DATASET:
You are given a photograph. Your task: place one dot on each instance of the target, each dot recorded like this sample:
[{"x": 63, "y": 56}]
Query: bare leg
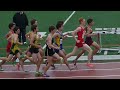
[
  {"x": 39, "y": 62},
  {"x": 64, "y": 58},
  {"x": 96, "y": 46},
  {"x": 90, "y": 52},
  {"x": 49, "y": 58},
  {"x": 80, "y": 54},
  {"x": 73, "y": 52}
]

TASK DESCRIPTION:
Wherever a picture appears in the material above, skip it and copy the rest without change.

RESULT FOR THIS TASK:
You are given a photograph. Your task: place one dot on each instance of the target, each dot recorded like this sample:
[{"x": 63, "y": 56}]
Query: bare leg
[
  {"x": 39, "y": 62},
  {"x": 64, "y": 58},
  {"x": 96, "y": 46},
  {"x": 90, "y": 52},
  {"x": 49, "y": 58},
  {"x": 80, "y": 54},
  {"x": 73, "y": 52}
]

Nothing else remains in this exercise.